Yesterday, Presidenta Laura Chinchilla’s personal assistant, Irene Pacheco and the vice-minister of the Presidency and Director of the Dirección de Inteligencia y Seguridad Nacional (DIS), Mauricio Boraschi, stepped down from their posh government post.

The DIS is the country’s intelligence gathering service, akin to the CIA in the U.S. or the CSIS in Canada and is under the direct control of Casa Presidencial. The DIS is also the security unit of the president.

All three, according to the Presidenta in a televised address, were responsible for setting up the deal with the private plane used by her, her husband and her staff to travel to Peru on May 11, a plane that we now know is owned by THX Energy, with ties to Gabriel Ricardo Morales Fallon, who is alleged to have links to Colombia’s drug cartel.

In the television address, Chinchilla said that her near and loyal collaborators let down their guard and “this I cannot accept”.

The Presidenta admitted that in the management of the use of the aircraft there were “serious omissions and a dereliction of duty”.

Now that Chacón and Pacheco are officially out of a job they are talking to the press. And their stories are conflicting.

Chacón said on Tuesday that the arrangements for the THX plane were last minute and he was duped by Morales, who used a fake name. He has since filed charges with the Attorney General.

Pacheco, however, says that the use of the THX plane goes back to March, first used by Presidenta Chinchilla to attend the funeral of Hugo Chavez in Venezuela.

☆ ☆ ☆ ☆ ☆ ☆ ☆

• Objective 1: In the article on the presidential plane resignations, translate this sentence into Spanish: "The Presidenta admitted that in the management of the use of the aircraft there were “serious omissions and a dereliction of duty”."
• Objective 2:
Answer these questions from the article on the presidential plane resignations:
(a) Which company owns the plane used for the trip to Peru?
(b) On what date did the Presidenta, her husband and her staff travel to Peru?
(c) According to Pacheco, what did the Presidenta first use the THX plane for?
• Objective 3: Go on with the article on the presidential plane resignations, starting right after its final sentence.

☆ ☆ ☆ ☆ ☆ ☆ ☆

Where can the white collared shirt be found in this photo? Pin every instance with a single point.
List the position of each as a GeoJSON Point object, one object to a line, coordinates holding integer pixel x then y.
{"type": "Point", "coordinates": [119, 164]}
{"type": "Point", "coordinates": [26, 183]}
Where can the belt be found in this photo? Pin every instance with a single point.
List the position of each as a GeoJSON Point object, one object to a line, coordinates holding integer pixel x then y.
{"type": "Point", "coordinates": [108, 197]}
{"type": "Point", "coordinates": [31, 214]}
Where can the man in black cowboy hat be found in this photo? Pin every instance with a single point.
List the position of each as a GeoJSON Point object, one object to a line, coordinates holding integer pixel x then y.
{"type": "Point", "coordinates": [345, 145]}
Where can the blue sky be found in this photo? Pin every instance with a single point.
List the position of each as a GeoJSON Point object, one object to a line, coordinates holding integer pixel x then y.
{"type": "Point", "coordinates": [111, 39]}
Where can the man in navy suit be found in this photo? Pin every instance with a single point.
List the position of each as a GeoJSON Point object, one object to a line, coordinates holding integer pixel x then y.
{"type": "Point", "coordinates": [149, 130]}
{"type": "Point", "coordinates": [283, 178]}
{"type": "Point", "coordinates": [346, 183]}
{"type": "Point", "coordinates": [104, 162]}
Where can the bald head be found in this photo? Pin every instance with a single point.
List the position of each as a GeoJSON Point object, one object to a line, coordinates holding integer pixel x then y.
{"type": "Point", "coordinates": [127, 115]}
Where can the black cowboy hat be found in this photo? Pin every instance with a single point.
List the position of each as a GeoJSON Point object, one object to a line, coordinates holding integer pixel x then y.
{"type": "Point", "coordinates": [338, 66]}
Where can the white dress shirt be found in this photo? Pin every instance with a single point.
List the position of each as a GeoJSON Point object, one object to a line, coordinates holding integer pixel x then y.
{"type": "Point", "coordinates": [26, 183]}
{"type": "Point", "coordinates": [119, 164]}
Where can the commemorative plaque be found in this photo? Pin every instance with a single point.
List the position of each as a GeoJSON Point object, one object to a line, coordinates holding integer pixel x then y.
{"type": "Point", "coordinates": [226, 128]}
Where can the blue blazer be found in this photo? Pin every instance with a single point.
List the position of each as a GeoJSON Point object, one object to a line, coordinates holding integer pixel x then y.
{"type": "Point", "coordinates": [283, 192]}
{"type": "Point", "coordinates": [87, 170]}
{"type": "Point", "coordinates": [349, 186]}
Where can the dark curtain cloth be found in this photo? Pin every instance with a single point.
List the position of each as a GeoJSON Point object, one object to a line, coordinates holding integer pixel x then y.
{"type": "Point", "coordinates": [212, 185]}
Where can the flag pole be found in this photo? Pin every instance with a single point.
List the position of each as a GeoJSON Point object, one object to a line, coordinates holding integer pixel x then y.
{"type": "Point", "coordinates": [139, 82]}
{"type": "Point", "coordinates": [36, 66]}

☆ ☆ ☆ ☆ ☆ ☆ ☆

• Written answer 1: La Presidenta admitió que en la gestión del uso de la aeronave hubo «graves omisiones y un incumplimiento del deber».

• Written answer 2:
(a) THX Energy.
(b) May 11.
(c) To attend the funeral of Hugo Chavez in Venezuela, in March.

• Written answer 3:
At the centre of this scandal is one Morales.

THX Energy on Thursday, by way of a press statement, said that they have no ties to Morales. In Colombia, according to officials in that country, Morales has a clean record though has been or is the subject of numerous investigations, including alleged ties to a Cali drug cartel kingpin. In Costa Rica, where now Morales lives in a secluded community, he has not spoken to the press and there is no indication that he involved in any illicit activity. Morales is a Colombian national and a naturalized Costa Rican by way of marriage (now divorced).

As the days roll and heads fall, the Attorney General has confirmed they looking into the case to determine whether the trip violated the Illicit Enrichment Law.

In her television address, Doña Chinchilla said she “will not” be using any private jet during the balance of her term.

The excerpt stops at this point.